** BEGIN Provided entries **
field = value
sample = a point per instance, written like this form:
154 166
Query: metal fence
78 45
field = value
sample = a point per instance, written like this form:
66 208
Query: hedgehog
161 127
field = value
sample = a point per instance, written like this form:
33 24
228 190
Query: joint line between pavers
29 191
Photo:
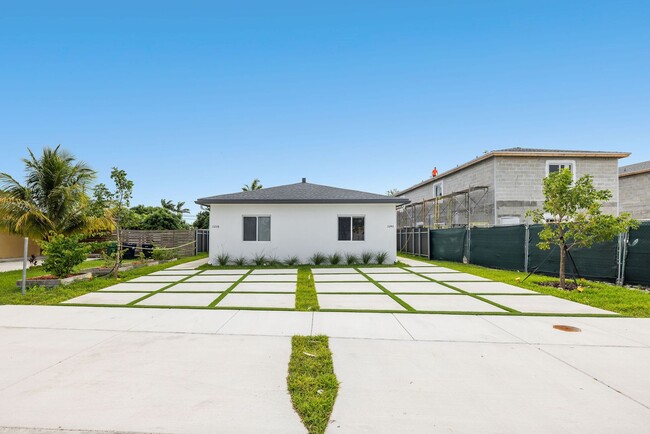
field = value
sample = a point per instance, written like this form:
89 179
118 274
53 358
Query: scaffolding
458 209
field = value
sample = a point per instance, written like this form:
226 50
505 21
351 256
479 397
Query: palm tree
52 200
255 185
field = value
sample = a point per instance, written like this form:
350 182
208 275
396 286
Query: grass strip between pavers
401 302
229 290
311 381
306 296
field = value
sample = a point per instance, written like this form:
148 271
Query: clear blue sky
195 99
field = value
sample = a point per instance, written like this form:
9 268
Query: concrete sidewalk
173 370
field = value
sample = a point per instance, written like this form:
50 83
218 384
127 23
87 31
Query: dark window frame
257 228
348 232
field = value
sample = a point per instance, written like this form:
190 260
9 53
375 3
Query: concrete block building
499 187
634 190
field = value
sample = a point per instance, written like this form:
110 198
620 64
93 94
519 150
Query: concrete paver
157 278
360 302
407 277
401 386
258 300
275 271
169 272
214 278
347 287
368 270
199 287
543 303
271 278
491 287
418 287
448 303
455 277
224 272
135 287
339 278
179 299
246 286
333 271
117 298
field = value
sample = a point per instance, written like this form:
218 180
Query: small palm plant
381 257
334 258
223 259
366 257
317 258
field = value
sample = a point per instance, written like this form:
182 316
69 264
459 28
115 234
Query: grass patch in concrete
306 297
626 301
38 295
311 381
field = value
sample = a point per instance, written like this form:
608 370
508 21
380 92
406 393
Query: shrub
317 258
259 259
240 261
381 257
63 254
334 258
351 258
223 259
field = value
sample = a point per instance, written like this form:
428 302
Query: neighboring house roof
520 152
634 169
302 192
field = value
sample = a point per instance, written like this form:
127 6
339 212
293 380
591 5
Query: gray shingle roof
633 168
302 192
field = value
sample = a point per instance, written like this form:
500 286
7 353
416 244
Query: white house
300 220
** END Provided entries **
What you should do
Report every line above that contains the word "grass", copying each one in full. Case counts.

Solution below
Query: grass strip between pavers
Query: grass patch in concrete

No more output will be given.